++++ Provided data ++++
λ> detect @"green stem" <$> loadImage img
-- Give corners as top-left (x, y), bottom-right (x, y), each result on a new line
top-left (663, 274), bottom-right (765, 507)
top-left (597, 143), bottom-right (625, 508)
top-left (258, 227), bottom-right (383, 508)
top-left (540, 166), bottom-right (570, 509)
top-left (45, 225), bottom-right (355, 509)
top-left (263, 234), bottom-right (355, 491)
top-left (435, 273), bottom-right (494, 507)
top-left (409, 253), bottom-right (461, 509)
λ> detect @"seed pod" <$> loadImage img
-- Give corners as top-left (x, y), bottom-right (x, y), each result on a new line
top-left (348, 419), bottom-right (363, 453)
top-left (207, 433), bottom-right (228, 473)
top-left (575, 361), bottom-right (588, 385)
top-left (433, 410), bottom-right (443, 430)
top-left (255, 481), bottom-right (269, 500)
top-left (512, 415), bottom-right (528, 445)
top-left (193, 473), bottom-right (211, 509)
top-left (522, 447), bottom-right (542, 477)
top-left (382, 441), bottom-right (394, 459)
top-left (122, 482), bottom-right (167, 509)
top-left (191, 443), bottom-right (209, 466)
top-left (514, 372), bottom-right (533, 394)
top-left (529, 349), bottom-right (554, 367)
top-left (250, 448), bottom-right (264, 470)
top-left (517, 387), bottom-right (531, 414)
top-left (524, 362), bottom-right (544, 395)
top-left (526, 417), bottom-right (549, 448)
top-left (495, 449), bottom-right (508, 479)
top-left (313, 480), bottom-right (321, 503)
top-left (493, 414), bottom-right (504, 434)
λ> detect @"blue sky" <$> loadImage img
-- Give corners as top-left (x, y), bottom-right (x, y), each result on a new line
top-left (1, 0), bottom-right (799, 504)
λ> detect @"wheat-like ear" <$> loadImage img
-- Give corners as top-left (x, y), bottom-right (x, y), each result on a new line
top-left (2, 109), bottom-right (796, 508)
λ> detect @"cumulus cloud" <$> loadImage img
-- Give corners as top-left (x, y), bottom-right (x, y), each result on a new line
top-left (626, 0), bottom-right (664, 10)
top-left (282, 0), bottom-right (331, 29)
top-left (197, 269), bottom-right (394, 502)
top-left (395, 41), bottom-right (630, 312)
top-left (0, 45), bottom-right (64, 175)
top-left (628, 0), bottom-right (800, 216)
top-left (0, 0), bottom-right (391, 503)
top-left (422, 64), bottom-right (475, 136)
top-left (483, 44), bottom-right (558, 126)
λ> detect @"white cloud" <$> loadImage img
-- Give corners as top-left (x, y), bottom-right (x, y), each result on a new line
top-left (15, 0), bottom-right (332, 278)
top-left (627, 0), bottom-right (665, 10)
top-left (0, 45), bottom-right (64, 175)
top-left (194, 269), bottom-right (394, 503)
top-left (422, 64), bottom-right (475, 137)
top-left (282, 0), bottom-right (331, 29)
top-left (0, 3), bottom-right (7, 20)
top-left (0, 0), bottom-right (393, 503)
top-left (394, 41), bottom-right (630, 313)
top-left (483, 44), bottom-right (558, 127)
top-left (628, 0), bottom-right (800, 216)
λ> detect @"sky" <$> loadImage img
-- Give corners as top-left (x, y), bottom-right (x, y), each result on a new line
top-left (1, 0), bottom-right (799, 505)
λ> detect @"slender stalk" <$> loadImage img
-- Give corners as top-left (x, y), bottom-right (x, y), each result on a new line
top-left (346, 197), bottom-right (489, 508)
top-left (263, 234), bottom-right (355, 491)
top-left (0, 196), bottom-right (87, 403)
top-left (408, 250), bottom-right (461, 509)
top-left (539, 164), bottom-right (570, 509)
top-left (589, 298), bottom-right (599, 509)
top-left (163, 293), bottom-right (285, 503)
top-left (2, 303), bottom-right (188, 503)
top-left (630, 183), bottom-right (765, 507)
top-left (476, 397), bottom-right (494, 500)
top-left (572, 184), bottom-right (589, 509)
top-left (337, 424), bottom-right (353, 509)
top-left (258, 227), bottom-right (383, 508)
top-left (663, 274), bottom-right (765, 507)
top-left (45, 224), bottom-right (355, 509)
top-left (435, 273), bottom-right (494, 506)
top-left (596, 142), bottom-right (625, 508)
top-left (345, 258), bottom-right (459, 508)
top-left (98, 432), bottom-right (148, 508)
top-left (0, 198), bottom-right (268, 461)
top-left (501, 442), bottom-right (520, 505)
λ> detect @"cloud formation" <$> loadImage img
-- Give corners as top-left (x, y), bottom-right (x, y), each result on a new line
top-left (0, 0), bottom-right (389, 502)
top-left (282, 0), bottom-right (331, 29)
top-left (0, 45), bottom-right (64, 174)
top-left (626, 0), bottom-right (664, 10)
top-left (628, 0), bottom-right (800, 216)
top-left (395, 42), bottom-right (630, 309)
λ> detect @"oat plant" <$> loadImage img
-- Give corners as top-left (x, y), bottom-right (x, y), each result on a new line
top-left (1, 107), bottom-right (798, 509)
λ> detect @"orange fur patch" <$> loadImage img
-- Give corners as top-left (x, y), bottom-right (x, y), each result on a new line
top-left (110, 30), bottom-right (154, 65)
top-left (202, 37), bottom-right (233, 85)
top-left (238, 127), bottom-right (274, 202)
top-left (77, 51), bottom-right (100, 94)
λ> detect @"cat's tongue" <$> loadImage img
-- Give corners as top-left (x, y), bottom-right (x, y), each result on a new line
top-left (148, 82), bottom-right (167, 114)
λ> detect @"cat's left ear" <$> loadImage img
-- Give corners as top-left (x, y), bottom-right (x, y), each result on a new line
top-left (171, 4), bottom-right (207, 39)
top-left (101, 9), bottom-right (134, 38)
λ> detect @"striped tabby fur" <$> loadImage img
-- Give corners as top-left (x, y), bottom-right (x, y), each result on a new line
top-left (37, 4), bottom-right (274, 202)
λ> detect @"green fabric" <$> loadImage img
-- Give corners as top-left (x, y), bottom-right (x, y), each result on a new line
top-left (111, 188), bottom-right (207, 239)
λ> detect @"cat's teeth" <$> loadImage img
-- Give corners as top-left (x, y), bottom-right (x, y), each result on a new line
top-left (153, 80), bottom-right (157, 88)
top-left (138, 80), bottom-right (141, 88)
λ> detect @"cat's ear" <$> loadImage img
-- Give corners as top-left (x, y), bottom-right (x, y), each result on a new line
++++
**Try it**
When a line in the data contains "cloud", return it as written.

**Answer box**
λ> detect @"cumulus cloud" <$> loadImage img
λ> detect @"white cloud" <$> loadImage img
λ> detect @"cloud formation" <$> loadImage img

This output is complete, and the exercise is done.